§ **Dataset entries**:
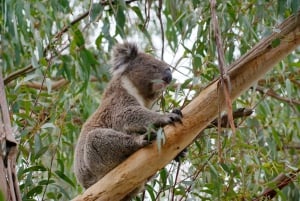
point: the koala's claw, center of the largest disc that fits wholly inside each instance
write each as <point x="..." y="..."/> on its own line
<point x="176" y="118"/>
<point x="177" y="111"/>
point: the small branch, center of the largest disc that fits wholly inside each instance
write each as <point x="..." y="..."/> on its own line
<point x="239" y="113"/>
<point x="224" y="78"/>
<point x="161" y="28"/>
<point x="280" y="182"/>
<point x="271" y="93"/>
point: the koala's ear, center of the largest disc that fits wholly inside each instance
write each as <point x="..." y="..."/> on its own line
<point x="122" y="55"/>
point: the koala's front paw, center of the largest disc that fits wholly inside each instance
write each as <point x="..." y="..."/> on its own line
<point x="177" y="111"/>
<point x="147" y="138"/>
<point x="169" y="118"/>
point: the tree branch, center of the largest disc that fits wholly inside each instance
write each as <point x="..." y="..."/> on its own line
<point x="271" y="92"/>
<point x="196" y="116"/>
<point x="8" y="152"/>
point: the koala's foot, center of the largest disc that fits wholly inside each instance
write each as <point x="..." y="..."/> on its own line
<point x="181" y="155"/>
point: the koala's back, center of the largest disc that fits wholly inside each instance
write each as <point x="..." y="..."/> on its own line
<point x="119" y="126"/>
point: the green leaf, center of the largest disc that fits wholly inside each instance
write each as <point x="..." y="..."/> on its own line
<point x="77" y="36"/>
<point x="64" y="177"/>
<point x="96" y="11"/>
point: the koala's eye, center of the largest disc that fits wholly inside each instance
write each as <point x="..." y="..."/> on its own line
<point x="154" y="66"/>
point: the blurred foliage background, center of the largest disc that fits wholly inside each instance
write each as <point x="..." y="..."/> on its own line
<point x="55" y="61"/>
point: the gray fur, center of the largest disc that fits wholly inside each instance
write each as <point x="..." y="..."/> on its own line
<point x="118" y="127"/>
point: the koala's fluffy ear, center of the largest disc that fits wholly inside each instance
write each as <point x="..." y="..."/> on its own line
<point x="122" y="55"/>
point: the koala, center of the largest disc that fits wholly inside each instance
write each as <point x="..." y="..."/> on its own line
<point x="120" y="125"/>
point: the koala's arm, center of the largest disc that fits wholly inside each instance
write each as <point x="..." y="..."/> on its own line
<point x="138" y="119"/>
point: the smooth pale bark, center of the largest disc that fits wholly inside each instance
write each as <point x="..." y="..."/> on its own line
<point x="197" y="115"/>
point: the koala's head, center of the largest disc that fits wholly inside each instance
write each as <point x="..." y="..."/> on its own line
<point x="141" y="73"/>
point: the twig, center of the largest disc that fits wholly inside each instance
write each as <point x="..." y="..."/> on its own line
<point x="280" y="182"/>
<point x="57" y="36"/>
<point x="161" y="28"/>
<point x="271" y="92"/>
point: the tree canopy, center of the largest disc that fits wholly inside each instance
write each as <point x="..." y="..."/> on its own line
<point x="55" y="63"/>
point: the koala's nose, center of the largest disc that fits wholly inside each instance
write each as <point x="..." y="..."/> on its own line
<point x="167" y="75"/>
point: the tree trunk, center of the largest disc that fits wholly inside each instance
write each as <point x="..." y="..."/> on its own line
<point x="197" y="115"/>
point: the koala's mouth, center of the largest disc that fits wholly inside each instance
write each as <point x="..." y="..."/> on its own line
<point x="159" y="85"/>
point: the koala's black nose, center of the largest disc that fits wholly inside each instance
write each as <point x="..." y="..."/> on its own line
<point x="167" y="75"/>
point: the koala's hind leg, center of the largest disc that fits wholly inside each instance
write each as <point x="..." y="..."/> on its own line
<point x="106" y="148"/>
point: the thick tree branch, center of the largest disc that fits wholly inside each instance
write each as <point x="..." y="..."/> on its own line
<point x="197" y="115"/>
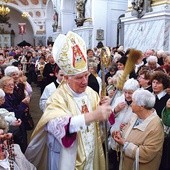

§ **DESCRIPTION OF THE TASK**: Provide solely the number of lines in the data that include the word "nose".

§ **RESULT FOR THIS EXERCISE**: 2